**What this task involves**
Transcribe the passage on the antiquity of the Mound Builders word for word, from "In the animal" to "a high antiquity.".

— START OF Excerpt —

In the animal kingdom certain animals were domesticated by the aborigines from so remote a period that scarcely any of their species, as in the case of the lama of Peru, were to be found in a state of unrestrained freedom at the advent of the Spaniards." (Short's "North Americans of Antiquity," p. 11.)
The most ancient remains of man found in Europe are distinguished by a flattening of the tibia; and this peculiarity is found to be present in an exaggerated form in some of the American mounds. This also points to a high antiquity.
"None of the works, mounds, or enclosures are found on the lowest formed of the river terraces which mark the subsidence of the streams, and as there is no good reason why their builders should have avoided erecting them on that terrace while they raised them promiscuously on all the others, it follows, not unreasonably, that this terrace has been formed since the works were erected." (Baldwin's "Ancient America," p. 47.)
We have given some illustrations showing the similarity between the works of the Mound Builders and those of the Stone and Bronze Age in Europe. (See pp. 251, 260, 261, 262, 265, 266, ante.)

— END OF Excerpt —
— START OF Raw data —

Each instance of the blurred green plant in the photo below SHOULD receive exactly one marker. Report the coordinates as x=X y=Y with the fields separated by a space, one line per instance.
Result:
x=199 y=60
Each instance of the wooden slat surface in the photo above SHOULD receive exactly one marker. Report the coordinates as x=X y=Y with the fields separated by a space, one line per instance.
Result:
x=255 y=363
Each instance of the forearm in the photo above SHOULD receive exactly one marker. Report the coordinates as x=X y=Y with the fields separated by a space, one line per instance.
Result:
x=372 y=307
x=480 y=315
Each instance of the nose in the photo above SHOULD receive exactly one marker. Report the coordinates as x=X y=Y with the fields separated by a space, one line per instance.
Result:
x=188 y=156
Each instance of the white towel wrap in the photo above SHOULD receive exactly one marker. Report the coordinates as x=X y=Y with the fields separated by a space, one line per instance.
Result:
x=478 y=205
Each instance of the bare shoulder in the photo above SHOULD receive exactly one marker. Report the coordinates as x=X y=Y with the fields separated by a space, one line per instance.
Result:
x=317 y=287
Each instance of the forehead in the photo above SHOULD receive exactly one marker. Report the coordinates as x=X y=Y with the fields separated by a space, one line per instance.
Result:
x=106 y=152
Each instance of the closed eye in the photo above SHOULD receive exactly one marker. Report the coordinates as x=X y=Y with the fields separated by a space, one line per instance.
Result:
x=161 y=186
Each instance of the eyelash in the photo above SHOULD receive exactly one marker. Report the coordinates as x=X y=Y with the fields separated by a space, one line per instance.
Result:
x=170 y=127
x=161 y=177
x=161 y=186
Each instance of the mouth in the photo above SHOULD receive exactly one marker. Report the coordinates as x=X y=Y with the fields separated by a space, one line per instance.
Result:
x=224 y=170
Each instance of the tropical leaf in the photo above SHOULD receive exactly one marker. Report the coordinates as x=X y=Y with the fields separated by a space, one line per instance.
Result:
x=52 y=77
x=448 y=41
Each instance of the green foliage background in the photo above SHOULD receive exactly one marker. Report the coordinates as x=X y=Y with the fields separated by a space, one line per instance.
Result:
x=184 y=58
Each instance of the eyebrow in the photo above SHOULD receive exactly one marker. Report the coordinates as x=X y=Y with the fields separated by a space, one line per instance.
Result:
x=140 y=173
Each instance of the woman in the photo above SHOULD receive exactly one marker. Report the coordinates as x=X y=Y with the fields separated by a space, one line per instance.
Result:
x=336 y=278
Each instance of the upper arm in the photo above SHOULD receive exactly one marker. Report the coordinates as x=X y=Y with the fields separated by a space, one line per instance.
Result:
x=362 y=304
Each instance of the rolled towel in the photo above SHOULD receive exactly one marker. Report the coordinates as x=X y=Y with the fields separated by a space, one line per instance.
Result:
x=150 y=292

— END OF Raw data —

**Output**
In the animal kingdom certain animals were domesticated by the aborigines from so remote a period that scarcely any of their species, as in the case of the lama of Peru, were to be found in a state of unrestrained freedom at the advent of the Spaniards." (Short's "North Americans of Antiquity," p. 11.)
The most ancient remains of man found in Europe are distinguished by a flattening of the tibia; and this peculiarity is found to be present in an exaggerated form in some of the American mounds. This also points to a high antiquity.